The Aftereffects Of Thoracoscopic Lobectomy
Because this minimally invasive procedure does not require opening the chest, there is less post-op pain, less likelihood of infection, and less impact to the immune system. There is also less chance of the patient developing complications (for example, bleeding) following the operation. As a result, the recovery time is usually shorter than would be the case with open chest surgery.
These factors contribute to the efficacy of chemotherapy drugs. Often, doctors must delay giving the drugs to those who have undergone traditional open surgery due to an impaired immune system. Other times, doctors can administer chemotherapy drugs, but in limited doses.
Because these drugs seek to eliminate cancerous cells that have metastasized, it is important that they are administered as quickly as possible. Delays or limited doses that result from the patient’s prolonged recovery time will impact the drugs’ effectiveness. This is one of the reasons many surgeons are recommending minimally invasive lung cancer surgery whenever the patient is deemed a good candidate.
In some cases, the minimally invasive techniques that are being used to perform lobectomies can also be used to perform a pneumonectomy (removal of the entire lung). If you have been diagnosed with early stage lung cancer, discuss these options with your doctor. He or she will determine whether you are a good candidate for thoracoscopic resection, lobectomy, or pneumonectomy.

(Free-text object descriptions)
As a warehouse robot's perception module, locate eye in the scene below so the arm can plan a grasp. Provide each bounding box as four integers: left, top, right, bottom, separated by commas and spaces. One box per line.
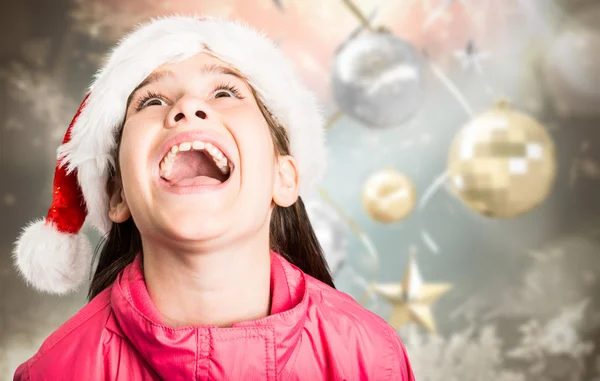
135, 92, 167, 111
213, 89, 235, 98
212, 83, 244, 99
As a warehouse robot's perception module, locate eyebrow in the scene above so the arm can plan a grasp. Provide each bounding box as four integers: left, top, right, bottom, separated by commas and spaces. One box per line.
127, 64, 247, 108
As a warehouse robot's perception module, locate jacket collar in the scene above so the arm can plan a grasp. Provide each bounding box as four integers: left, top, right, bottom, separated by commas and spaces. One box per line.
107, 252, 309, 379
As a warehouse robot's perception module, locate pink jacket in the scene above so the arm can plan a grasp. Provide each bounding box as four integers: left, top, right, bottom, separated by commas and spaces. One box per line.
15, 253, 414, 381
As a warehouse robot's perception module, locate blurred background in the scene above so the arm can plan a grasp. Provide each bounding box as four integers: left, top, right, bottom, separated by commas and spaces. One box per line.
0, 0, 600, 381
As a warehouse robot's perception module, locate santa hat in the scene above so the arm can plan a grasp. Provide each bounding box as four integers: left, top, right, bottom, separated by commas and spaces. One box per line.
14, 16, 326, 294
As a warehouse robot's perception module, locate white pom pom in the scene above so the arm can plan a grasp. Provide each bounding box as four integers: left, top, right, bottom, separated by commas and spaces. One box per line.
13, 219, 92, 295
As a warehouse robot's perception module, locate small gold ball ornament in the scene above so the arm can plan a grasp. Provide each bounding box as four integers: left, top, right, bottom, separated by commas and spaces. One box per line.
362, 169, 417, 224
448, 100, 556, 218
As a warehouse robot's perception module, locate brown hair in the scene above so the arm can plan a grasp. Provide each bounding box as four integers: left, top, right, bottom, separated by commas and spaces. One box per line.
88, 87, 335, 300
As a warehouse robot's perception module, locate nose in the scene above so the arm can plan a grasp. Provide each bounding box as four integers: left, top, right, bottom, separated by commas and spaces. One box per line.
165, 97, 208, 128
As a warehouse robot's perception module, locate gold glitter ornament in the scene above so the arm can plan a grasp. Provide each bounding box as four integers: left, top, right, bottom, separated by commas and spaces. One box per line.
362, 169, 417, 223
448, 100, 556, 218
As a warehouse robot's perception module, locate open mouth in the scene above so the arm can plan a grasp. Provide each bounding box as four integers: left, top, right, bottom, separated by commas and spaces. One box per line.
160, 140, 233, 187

...

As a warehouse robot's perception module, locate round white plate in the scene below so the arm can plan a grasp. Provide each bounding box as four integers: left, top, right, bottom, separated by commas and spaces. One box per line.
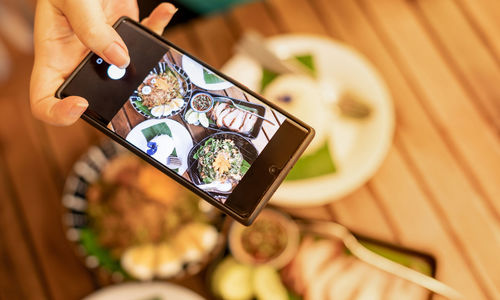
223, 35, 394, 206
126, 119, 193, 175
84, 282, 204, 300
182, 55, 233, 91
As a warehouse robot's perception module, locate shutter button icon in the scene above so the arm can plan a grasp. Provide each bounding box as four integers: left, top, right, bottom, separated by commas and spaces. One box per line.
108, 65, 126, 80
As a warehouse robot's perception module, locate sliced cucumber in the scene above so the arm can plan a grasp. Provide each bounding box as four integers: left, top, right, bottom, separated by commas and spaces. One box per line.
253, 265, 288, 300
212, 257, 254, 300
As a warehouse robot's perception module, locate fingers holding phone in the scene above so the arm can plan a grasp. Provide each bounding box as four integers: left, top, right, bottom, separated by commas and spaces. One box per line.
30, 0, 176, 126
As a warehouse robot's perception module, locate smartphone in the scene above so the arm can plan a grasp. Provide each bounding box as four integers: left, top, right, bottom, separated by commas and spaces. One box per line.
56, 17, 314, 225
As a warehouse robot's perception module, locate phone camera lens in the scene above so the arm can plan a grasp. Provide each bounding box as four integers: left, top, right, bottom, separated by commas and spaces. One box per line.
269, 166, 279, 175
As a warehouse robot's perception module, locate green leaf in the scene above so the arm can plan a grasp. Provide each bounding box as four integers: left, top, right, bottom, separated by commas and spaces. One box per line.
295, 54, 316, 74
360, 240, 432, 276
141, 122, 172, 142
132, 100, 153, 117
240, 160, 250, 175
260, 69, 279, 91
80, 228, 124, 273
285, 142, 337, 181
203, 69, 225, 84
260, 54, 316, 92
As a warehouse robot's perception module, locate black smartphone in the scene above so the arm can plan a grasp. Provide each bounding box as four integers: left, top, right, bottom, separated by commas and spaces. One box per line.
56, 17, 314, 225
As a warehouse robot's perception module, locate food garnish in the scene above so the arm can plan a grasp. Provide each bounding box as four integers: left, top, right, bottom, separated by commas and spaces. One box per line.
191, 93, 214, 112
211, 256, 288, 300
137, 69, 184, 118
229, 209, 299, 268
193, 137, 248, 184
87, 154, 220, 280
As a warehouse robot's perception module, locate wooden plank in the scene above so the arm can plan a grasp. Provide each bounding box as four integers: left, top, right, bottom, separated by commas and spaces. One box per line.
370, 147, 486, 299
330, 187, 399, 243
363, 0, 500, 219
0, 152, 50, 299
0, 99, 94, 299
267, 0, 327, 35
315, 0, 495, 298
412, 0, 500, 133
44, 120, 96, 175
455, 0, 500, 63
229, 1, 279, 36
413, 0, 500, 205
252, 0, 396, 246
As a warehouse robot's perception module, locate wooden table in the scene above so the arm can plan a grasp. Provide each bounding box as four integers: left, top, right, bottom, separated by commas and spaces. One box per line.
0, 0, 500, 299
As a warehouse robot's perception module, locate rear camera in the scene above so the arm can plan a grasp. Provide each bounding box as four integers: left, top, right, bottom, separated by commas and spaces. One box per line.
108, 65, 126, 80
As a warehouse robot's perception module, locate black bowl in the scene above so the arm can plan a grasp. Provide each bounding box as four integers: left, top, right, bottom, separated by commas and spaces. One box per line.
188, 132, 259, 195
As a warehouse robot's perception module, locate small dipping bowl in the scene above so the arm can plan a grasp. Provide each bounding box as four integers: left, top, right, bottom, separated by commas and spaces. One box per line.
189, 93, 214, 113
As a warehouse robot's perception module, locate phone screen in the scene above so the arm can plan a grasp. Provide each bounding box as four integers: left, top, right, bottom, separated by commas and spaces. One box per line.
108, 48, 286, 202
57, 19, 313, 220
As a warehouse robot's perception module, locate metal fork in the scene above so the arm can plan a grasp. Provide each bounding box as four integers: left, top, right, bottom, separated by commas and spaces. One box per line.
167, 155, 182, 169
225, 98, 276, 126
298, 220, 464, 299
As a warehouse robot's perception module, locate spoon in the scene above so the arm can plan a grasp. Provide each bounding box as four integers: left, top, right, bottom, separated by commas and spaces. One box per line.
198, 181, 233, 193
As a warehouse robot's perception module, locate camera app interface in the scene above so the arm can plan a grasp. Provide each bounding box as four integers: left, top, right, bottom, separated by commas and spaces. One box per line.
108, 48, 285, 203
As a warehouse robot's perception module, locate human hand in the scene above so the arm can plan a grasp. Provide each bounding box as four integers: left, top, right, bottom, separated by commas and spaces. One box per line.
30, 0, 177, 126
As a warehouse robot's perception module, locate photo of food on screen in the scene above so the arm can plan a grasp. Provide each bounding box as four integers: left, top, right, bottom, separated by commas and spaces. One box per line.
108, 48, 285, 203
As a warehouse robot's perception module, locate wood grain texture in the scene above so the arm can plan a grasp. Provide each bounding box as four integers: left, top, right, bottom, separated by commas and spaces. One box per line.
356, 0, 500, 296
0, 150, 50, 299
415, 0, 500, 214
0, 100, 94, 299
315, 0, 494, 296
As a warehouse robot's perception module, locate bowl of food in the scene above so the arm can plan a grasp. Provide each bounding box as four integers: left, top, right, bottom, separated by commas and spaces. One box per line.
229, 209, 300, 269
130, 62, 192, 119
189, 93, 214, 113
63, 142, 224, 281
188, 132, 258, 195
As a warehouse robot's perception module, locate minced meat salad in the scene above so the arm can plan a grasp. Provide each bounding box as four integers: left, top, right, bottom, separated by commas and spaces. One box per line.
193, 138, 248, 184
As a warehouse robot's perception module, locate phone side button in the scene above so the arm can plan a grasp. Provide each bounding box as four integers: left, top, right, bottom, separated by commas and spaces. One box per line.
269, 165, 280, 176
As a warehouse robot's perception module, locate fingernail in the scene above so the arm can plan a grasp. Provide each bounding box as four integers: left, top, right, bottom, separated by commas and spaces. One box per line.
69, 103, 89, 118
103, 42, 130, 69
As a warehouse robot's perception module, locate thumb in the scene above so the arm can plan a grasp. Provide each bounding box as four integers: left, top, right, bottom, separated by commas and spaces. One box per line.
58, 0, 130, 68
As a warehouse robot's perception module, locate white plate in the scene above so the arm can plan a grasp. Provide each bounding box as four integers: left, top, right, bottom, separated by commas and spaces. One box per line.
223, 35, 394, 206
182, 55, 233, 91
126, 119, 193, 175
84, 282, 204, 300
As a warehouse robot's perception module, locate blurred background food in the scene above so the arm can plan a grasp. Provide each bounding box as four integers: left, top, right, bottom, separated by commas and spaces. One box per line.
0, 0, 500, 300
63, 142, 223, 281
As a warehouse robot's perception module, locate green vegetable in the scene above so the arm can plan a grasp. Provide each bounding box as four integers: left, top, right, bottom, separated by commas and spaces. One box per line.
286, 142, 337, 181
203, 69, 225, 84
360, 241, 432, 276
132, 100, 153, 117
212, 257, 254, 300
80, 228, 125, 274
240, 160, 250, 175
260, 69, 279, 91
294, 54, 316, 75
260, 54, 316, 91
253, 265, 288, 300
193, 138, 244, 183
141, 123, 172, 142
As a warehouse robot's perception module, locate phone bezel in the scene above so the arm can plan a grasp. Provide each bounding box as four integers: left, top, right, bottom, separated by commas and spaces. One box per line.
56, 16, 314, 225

==

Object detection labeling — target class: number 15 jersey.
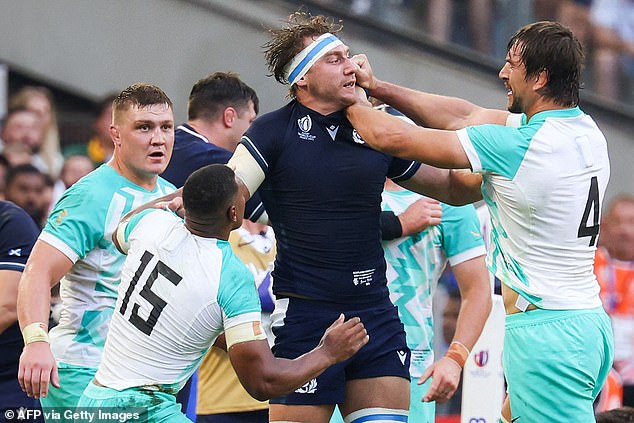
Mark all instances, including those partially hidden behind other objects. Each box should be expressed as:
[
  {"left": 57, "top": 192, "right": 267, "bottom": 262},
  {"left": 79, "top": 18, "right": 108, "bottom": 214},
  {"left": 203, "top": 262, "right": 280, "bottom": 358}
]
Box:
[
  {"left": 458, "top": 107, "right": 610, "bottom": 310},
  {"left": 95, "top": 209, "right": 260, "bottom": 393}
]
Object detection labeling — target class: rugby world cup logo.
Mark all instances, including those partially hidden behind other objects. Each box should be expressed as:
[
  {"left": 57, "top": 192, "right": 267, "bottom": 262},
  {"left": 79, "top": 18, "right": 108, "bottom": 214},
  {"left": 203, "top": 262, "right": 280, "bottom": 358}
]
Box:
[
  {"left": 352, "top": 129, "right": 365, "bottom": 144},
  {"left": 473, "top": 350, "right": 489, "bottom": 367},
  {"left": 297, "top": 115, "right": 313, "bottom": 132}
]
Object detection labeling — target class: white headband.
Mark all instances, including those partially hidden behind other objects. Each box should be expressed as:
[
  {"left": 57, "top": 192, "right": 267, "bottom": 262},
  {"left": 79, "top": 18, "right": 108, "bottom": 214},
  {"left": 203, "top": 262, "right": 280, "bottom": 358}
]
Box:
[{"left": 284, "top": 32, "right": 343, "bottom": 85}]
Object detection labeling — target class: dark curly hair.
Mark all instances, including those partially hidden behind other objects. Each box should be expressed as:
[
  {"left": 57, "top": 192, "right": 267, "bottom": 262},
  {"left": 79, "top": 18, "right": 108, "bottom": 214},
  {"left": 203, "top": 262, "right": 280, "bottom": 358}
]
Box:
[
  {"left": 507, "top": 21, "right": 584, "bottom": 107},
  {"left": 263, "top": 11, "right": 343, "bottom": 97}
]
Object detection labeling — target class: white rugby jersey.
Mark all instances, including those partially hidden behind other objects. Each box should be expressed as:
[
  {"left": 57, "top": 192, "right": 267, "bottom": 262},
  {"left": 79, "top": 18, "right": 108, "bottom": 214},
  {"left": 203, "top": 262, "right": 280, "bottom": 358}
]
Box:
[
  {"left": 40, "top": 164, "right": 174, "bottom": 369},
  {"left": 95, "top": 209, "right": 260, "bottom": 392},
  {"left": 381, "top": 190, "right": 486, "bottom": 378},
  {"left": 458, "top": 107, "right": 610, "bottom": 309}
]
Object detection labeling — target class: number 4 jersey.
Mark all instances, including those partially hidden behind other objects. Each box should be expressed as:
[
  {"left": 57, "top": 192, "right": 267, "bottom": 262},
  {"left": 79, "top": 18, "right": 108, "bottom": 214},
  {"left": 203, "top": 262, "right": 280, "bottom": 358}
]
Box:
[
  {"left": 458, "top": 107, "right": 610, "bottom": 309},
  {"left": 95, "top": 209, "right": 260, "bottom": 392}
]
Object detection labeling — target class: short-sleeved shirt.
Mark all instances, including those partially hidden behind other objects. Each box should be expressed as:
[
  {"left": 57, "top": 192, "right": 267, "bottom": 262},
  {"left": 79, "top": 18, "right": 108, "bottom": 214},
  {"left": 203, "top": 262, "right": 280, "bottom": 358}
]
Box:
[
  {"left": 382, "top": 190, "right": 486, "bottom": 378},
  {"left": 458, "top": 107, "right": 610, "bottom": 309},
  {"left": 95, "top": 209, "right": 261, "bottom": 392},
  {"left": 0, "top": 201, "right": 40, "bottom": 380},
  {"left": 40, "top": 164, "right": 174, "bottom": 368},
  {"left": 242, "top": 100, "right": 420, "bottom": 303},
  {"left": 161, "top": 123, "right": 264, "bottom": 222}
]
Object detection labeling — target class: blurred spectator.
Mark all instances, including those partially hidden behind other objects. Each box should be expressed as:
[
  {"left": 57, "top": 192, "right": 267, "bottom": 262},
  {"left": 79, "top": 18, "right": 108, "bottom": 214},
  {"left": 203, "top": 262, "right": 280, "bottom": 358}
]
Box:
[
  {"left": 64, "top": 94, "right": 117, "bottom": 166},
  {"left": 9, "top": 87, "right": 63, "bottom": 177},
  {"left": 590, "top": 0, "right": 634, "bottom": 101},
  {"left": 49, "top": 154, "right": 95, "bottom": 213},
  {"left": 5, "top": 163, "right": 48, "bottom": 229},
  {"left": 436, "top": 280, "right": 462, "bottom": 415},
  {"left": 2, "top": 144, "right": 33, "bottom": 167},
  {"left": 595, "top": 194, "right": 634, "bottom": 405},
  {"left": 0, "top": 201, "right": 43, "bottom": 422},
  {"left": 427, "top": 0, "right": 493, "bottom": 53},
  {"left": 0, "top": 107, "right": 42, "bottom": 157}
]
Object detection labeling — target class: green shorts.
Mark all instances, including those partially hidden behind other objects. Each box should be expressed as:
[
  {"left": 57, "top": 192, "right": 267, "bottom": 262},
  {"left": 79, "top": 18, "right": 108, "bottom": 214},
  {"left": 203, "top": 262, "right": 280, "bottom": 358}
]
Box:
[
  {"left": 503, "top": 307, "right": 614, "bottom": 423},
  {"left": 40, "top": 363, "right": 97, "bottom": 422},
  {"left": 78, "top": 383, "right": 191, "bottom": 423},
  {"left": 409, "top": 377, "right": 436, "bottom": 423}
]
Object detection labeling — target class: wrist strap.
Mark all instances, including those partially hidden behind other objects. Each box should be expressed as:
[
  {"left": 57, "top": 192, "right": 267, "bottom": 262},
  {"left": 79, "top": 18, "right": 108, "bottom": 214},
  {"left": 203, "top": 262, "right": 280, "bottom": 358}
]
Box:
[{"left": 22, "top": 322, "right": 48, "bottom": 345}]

:: Required action 1 ::
According to the passage on thoracoscopic lobectomy, why must doctors often delay chemotherapy for patients who have had traditional open surgery?
:: Required action 2 ::
From the passage on thoracoscopic lobectomy, write out the stretch from "In some cases, the" through "lobectomy, or pneumonectomy.", swapping "early stage" for "late stage".
The listing isn't needed for any of this work.

:: Exercise output 1 ::
Because those patients have an impaired immune system.

:: Exercise output 2 ::
In some cases, the minimally invasive techniques that are being used to perform lobectomies can also be used to perform a pneumonectomy (removal of the entire lung). If you have been diagnosed with late stage lung cancer, discuss these options with your doctor. He or she will determine whether you are a good candidate for thoracoscopic resection, lobectomy, or pneumonectomy.